_CONSEGNA_.
Stampa senza alcuna modifica il tratto dell'articolo sulla morte di Antonio Megalizzi che comincia con "Non c’è una" e prosegue fino a "l’assemblea plenaria dell’Europarlamento.".

_BRANO DI PARTENZA_.

Antonio Megalizzi, il radiocronista triestino colpito da un colpo di pistola alla testa nell’attentato di Strasburgo, non ce l’ha fatta. Chiara fin da subito la criticità della sua condizione.
Non c’è una ragionevole spiegazione che possa lenire il senso d’impotenza che si prova davanti alla morte di una giovane vita, soprattutto quando questa viene spezzata dalla mano violenta dell’Isis. Si sperava in un miracolo per Antonio Megalizzi, il giovane radiocronista trentino, vittima nell’attentato dell’11 dicembre ai mercatini di Natale di Strasburgo. Raggiunto da un colpo alla testa, le sue condizioni erano apparse fin da subito disperate. Considerato inoperabile, non si è mai smesso di sperar in un miracolo. Dopo tre giorni di agonia è morto nella giornata di ieri. La comunicazione ufficiale è stata diramata dalle autorità francesi. Radiocronista per Europhonica, una radio che stava portando avanti un progetto universitario e che raccontava l’Europa, Antonio era a Strasburgo per prendere parte e raccontare, attraverso un microfono, l’assemblea plenaria dell’Europarlamento.

_SEZIONE DATI_.
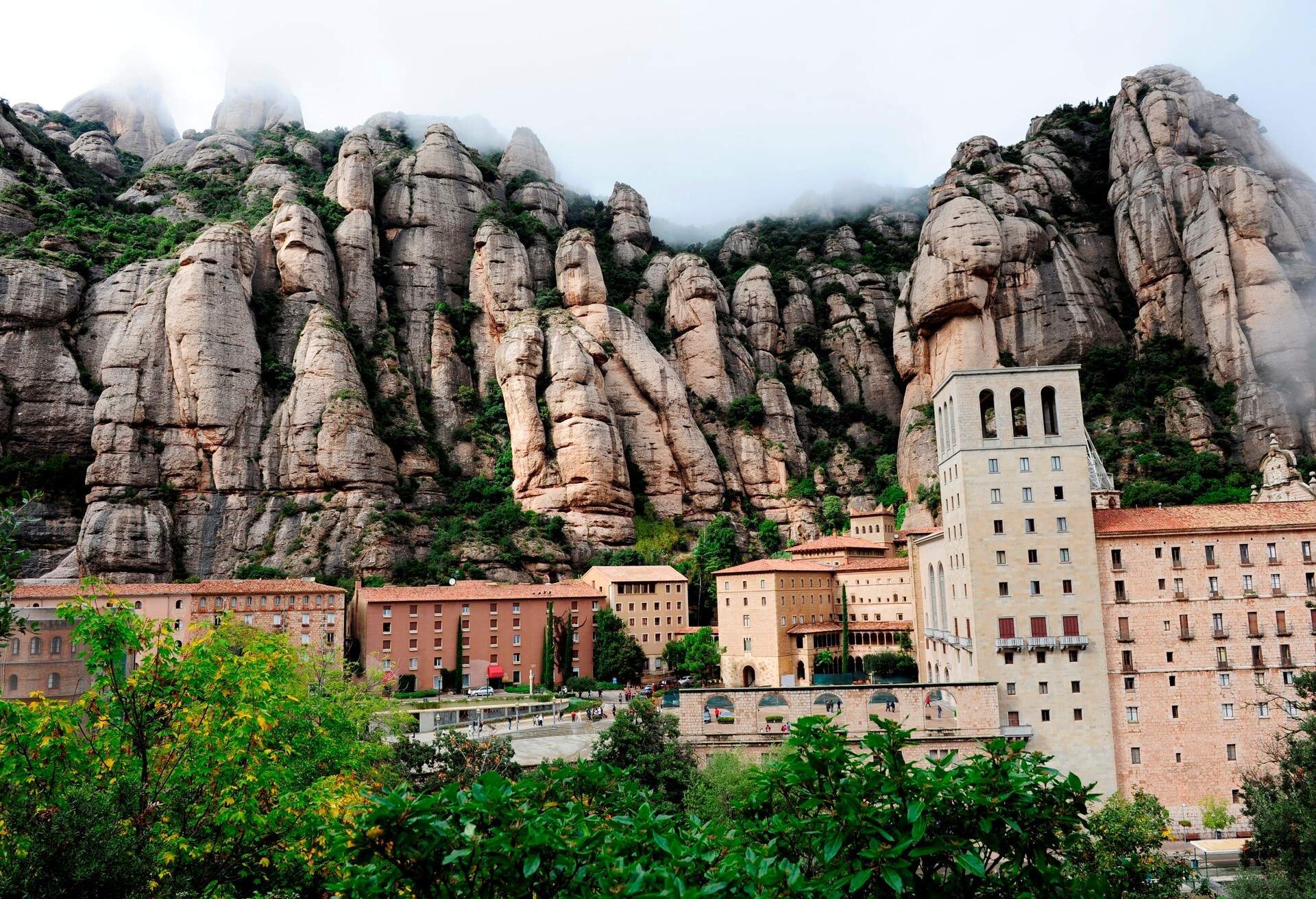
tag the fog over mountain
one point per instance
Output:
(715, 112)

* * *

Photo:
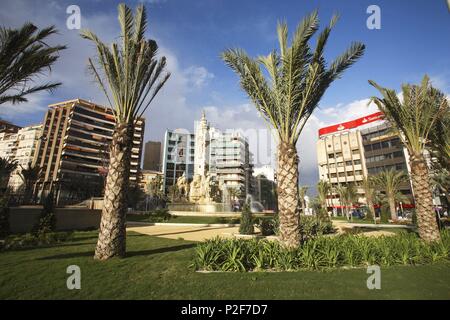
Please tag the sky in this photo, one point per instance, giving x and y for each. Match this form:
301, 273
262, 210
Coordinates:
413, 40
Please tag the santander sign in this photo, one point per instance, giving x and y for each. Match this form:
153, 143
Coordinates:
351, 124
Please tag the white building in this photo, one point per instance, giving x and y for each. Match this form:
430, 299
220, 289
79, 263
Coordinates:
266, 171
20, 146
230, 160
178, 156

_RISPOSTA_.
Non c’è una ragionevole spiegazione che possa lenire il senso d’impotenza che si prova davanti alla morte di una giovane vita, soprattutto quando questa viene spezzata dalla mano violenta dell’Isis. Si sperava in un miracolo per Antonio Megalizzi, il giovane radiocronista trentino, vittima nell’attentato dell’11 dicembre ai mercatini di Natale di Strasburgo. Raggiunto da un colpo alla testa, le sue condizioni erano apparse fin da subito disperate. Considerato inoperabile, non si è mai smesso di sperar in un miracolo. Dopo tre giorni di agonia è morto nella giornata di ieri. La comunicazione ufficiale è stata diramata dalle autorità francesi. Radiocronista per Europhonica, una radio che stava portando avanti un progetto universitario e che raccontava l’Europa, Antonio era a Strasburgo per prendere parte e raccontare, attraverso un microfono, l’assemblea plenaria dell’Europarlamento.